▸ **CHALLENGE**
Convert each line of the records below into a JSON list of strings, with one string per line and blank lines omitted.

▸ **RECORDS FOR THIS TASK**
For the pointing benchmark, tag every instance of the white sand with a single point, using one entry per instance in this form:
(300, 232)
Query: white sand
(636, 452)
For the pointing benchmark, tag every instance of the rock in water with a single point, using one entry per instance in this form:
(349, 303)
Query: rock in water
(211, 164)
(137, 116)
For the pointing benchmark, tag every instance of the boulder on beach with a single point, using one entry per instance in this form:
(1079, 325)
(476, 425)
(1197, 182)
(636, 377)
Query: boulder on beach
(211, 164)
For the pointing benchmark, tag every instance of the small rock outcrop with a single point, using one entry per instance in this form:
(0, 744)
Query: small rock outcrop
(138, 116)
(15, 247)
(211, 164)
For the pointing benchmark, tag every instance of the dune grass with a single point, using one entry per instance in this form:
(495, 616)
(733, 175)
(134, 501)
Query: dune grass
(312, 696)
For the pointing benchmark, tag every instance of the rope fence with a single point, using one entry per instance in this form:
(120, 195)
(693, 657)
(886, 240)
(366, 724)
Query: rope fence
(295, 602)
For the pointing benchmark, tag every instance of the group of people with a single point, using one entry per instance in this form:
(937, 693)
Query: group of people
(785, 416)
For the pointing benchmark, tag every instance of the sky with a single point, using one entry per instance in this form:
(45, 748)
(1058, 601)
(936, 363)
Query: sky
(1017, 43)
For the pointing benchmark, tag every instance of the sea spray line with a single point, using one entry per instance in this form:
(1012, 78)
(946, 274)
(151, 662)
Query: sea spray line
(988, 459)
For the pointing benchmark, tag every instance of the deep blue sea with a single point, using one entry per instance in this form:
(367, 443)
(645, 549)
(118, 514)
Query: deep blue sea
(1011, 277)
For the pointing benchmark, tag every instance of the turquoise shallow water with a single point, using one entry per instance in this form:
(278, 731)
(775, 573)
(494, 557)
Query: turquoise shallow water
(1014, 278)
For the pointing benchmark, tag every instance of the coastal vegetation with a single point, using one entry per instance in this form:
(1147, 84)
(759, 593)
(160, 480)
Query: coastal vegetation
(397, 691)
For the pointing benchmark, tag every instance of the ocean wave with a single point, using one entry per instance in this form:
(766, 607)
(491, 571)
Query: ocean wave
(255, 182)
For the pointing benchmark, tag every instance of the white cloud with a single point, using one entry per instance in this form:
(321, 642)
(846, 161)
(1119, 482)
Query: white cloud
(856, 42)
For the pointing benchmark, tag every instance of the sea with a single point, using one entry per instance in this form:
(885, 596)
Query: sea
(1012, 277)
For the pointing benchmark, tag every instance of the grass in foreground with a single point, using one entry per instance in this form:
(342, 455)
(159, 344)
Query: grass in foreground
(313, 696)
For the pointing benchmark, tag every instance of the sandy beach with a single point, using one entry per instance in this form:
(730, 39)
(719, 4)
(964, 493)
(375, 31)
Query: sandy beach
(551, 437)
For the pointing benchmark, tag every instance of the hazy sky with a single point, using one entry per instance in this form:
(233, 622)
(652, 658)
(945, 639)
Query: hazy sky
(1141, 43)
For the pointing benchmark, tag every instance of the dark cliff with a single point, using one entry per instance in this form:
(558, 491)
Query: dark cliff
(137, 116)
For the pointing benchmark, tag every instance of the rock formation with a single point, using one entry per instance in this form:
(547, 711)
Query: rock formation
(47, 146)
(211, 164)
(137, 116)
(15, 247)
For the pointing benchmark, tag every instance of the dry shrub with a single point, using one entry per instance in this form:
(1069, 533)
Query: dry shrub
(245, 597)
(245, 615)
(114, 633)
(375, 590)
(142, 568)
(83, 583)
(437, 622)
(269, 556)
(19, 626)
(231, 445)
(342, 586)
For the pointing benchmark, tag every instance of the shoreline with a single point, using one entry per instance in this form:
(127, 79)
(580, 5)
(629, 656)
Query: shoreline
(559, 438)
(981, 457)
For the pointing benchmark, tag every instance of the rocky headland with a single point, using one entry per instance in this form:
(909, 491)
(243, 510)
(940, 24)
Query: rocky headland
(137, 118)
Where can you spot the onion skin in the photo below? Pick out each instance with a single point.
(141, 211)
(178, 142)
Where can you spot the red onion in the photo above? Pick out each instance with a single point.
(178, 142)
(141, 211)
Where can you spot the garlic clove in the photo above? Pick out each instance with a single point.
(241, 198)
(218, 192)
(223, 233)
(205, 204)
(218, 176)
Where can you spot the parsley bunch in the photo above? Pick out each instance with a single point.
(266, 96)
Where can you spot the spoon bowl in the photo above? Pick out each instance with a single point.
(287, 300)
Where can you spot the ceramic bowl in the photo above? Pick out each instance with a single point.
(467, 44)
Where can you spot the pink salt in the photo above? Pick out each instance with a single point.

▸ **RESPONSE BELOW**
[
  "For the pointing benchmark, tag every instance of the white sand with a single point, using one entry per instance in this form:",
  "(300, 232)",
  "Query: white sand",
  "(636, 452)",
  "For the pointing benchmark, tag every instance of the rock in water with a single point, using one entry per instance in this form:",
  "(349, 303)",
  "Query: rock in water",
  "(211, 164)",
  "(137, 116)",
  "For the pointing benchmark, tag every instance of the boulder on beach with a single point, using one entry per instance in this form:",
  "(1079, 325)",
  "(476, 425)",
  "(1197, 182)",
  "(636, 377)",
  "Query: boulder on beach",
  "(211, 164)",
  "For the pointing benchmark, tag every instance of the small rock outcrop with a single point, using one entry per instance in this form:",
  "(0, 744)",
  "Query: small rock outcrop",
  "(138, 116)",
  "(15, 247)",
  "(211, 164)",
  "For the pointing benchmark, tag every instance of the dune grass with a single point, using one entry per instance in this form:",
  "(495, 616)",
  "(733, 175)",
  "(134, 501)",
  "Query: dune grass",
  "(312, 696)",
  "For the pointing benchmark, tag every instance of the rope fence with a single point, using one entry per instance in this form:",
  "(120, 195)",
  "(693, 657)",
  "(886, 240)",
  "(366, 724)",
  "Query: rope fence",
  "(295, 602)",
  "For the pointing benchmark, tag every instance of the group of people with a single point, using one entry per instance in this form:",
  "(937, 693)",
  "Query: group of people",
  "(785, 416)",
  "For the pointing benchmark, tag every instance of the sky with a single point, using one entry per instance in this form:",
  "(45, 748)",
  "(1058, 601)",
  "(936, 363)",
  "Query: sky",
  "(1017, 43)",
  "For the pointing benchmark, tag every instance of the sea spray line with a single point, using one entry per instance in this form:",
  "(1012, 78)",
  "(946, 274)",
  "(151, 662)",
  "Query: sea spray line",
  "(988, 459)",
  "For the pointing benchmark, tag every instance of the deep blue sea with a single point, using one entry per instance in this form:",
  "(367, 443)",
  "(645, 549)",
  "(118, 514)",
  "Query: deep blue sea",
  "(1011, 277)",
  "For the pointing benchmark, tag every instance of the turquoise shallow water with a single point, using one entry per instance in this form:",
  "(278, 731)",
  "(775, 573)",
  "(494, 557)",
  "Query: turquoise shallow water",
  "(1014, 278)",
  "For the pointing benchmark, tag every instance of the coastal vegetation with a single point, using one entry per instance in this form:",
  "(1147, 84)",
  "(759, 593)",
  "(160, 480)",
  "Query: coastal vegetation",
  "(397, 691)",
  "For the pointing benchmark, tag every instance of the ocean wave with a single point, using one entry per instance in this form:",
  "(766, 607)",
  "(491, 571)",
  "Query: ocean wave",
  "(255, 182)",
  "For the pointing benchmark, tag every instance of the white cloud with a single point, using one entry per instance in this form:",
  "(321, 642)",
  "(846, 161)",
  "(1119, 482)",
  "Query: white cloud",
  "(856, 42)",
  "For the pointing benchmark, tag every instance of the sea with a single point, using one entry per instance in this form:",
  "(885, 596)",
  "Query: sea",
  "(1012, 277)",
  "For the pointing benchmark, tag every instance of the grass in foreground with a single point, using one entry per instance in this form:",
  "(342, 455)",
  "(159, 344)",
  "Query: grass in foreground",
  "(313, 696)",
  "For the pointing benchmark, tag every instance of the sandy beach with a single point, using one entry per instance in this form:",
  "(730, 39)",
  "(719, 4)",
  "(964, 493)",
  "(375, 31)",
  "Query: sandy beach",
  "(551, 437)",
  "For the pointing benchmark, tag every instance of the hazy sky with a single point, using one entry per instance in this form:",
  "(233, 622)",
  "(652, 658)",
  "(945, 639)",
  "Query: hazy sky",
  "(1141, 43)",
  "For the pointing benchmark, tag every instance of the dark cliff with a single point, using one entry per instance in this form:",
  "(558, 491)",
  "Query: dark cliff",
  "(137, 116)",
  "For the pointing benchmark, tag every instance of the rock formation with a single point, using one entry per instance in this form:",
  "(547, 711)",
  "Query: rock formation",
  "(47, 146)",
  "(211, 164)",
  "(137, 116)",
  "(15, 247)",
  "For the pointing benchmark, tag every instance of the dry shrub with a single point, using one entry per instance in this form:",
  "(1069, 533)",
  "Query: dry shrub",
  "(245, 597)",
  "(245, 615)",
  "(114, 633)",
  "(375, 590)",
  "(142, 568)",
  "(83, 583)",
  "(437, 622)",
  "(269, 556)",
  "(19, 626)",
  "(231, 445)",
  "(342, 586)",
  "For the pointing benchmark, tag every instance of the shoreline with a single point, using one entry per instance in this form:",
  "(127, 79)",
  "(580, 5)",
  "(629, 656)",
  "Query: shoreline",
  "(559, 438)",
  "(981, 457)",
  "For the pointing benchmark, tag every instance of the rocky headland with a single point, using one entry per instance in this form:",
  "(909, 491)",
  "(243, 510)",
  "(940, 24)",
  "Query: rocky headland",
  "(137, 118)",
  "Where can you spot the onion skin in the photo below? Pick out each instance with a single point.",
  "(141, 211)",
  "(178, 142)",
  "Where can you spot the red onion in the photo above? Pick out each instance with a single point.",
  "(178, 142)",
  "(141, 211)",
  "Where can you spot the garlic clove in the photo above? Pick out each instance with a single point.",
  "(241, 198)",
  "(218, 192)",
  "(223, 233)",
  "(205, 204)",
  "(218, 176)",
  "Where can you spot the parsley bunch in the photo above? Pick out each instance with a single point.",
  "(266, 96)",
  "Where can you spot the spoon bowl in the photo above? Pick out each instance with a single point.",
  "(287, 300)",
  "Where can you spot the ceramic bowl in the photo above? Pick out each instance with a single point.",
  "(467, 44)",
  "Where can you spot the pink salt in the photo above? Pick out each instance with a single point."
]